**ÉNONCÉ A**
Dans le compte rendu sur les cours de Valéry, pourquoi le « je m'excuse » qui revient dans les deux volumes est-il jugé étonnant ? Répondez en une à trois phrases.

Paul Valéry, Cours de poétique, Gallimard, 2 volumes, 686 pages, 28 € le premier de 1937 à 1940 et, le second, jusqu’à la Libération, 740 pages, 29 €

Paul Valéry, Cours de poétique, Gallimard, 2 volumes,
686 pages, 28 € le premier de 1937 à 1940 et, le second, jusqu’à la Libération, 740 pages, 29 €

Les volumes restituent les cours donnés par Valéry au Collège de France. Jusque trois mois avant sa mort, le maître savait piquer : « L’amour est une émotion très intense, qui s’accompagne de désordres intellectuels, de ravages graves – et ce n’est après tout qu’un détail d’un mécanisme reproductif ». Au dernier cours, sa maîtresse se marie. « Une simple idée conduit à se tuer. » L’ulcère s’aggrave en un éclair. Le professeur s’alite et meurt. Nonobstant l’anecdote, ces volumes s’adressent à quiconque apprécie les œuvres de l’esprit. La lecture en est parfois ardue, qui suscite l’ardeur. Le lecteur découvre une intelligence à son sommet, un philosophe digne, non des universitaires qu’il ridiculise pour leurs concepts jamais définis, mais de Montaigne, aux exemples convaincants.
Les cours sont établis à partir de dactylographies retrouvées, parfois corrigées de sa main. Des variantes sont proposées, des textes complémentaires, des articles de presse et des résumés. Certaines redondances s’avèrent-elles indispensables ? La première leçon est émaillée d’une faute, « de par l’autorité », leçon pourtant lue, quoique le brillant causeur que fut Valéry n’offrît rien d’un orateur, au débit sec, à la voix terne et sourde, rapporte William Marx, lui-même professeur au Collège de France, et qui a soigné cette édition. Une indélicatesse : « je m’excuse », court les deux volumes, étonnante de la part d’un maître du mot juste.

**ÉNONCÉ B**
Extrayez des enregistrements, sans rien changer, tout ce qui va de la ligne contenant "Mark the white" jusqu'à la fin des enregistrements.

**Enregistrements conservés**
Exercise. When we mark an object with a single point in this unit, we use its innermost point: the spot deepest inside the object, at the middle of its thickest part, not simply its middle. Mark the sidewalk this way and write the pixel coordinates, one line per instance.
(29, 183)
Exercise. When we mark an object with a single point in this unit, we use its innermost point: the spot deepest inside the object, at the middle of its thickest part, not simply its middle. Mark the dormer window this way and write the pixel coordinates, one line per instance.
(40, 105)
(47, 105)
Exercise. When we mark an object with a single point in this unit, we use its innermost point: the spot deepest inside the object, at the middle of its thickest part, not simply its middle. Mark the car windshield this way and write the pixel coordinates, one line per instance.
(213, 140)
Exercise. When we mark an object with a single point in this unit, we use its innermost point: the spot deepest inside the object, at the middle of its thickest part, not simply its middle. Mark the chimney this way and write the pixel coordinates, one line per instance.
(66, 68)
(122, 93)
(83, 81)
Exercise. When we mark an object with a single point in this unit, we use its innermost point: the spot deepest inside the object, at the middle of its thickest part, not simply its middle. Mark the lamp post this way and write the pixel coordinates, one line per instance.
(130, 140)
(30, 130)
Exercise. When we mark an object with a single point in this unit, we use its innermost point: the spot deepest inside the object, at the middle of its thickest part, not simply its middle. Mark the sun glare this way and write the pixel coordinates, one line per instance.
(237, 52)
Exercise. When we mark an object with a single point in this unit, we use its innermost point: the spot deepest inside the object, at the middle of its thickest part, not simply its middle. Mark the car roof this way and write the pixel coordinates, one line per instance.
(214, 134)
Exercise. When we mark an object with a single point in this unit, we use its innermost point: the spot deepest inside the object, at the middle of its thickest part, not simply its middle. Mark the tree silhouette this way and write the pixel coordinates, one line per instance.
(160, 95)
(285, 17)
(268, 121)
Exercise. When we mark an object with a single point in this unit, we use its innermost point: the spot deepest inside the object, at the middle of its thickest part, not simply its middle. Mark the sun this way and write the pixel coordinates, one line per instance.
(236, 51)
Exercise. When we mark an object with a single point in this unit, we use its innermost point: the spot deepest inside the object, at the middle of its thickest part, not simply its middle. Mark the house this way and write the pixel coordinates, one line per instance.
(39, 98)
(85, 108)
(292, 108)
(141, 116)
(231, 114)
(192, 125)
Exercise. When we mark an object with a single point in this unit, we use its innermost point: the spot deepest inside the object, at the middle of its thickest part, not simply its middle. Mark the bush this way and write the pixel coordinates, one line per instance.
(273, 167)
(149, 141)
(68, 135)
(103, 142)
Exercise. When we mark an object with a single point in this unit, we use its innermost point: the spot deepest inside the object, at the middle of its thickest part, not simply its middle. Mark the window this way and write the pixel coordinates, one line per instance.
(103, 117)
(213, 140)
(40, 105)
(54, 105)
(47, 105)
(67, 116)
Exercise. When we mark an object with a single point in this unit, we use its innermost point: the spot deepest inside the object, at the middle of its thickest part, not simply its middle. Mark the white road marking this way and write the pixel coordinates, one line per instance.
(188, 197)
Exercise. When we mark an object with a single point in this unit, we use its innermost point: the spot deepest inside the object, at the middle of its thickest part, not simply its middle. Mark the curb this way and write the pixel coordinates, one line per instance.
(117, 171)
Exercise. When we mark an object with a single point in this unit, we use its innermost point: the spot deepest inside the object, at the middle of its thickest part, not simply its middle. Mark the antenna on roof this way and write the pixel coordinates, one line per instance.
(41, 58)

**RÉPONSE RÉDIGÉE A**
Le compte rendu le trouve étonnant parce qu'il vient de Valéry, qu'il présente comme un maître du mot juste. Chez un tel auteur, cette indélicatesse de langage surprend, d'autant plus qu'elle revient tout au long des deux volumes.

**RÉPONSE RÉDIGÉE B**
Exercise. When we mark an object with a single point in this unit, we use its innermost point: the spot deepest inside the object, at the middle of its thickest part, not simply its middle. Mark the white road marking this way and write the pixel coordinates, one line per instance.
(188, 197)
Exercise. When we mark an object with a single point in this unit, we use its innermost point: the spot deepest inside the object, at the middle of its thickest part, not simply its middle. Mark the curb this way and write the pixel coordinates, one line per instance.
(117, 171)
Exercise. When we mark an object with a single point in this unit, we use its innermost point: the spot deepest inside the object, at the middle of its thickest part, not simply its middle. Mark the antenna on roof this way and write the pixel coordinates, one line per instance.
(41, 58)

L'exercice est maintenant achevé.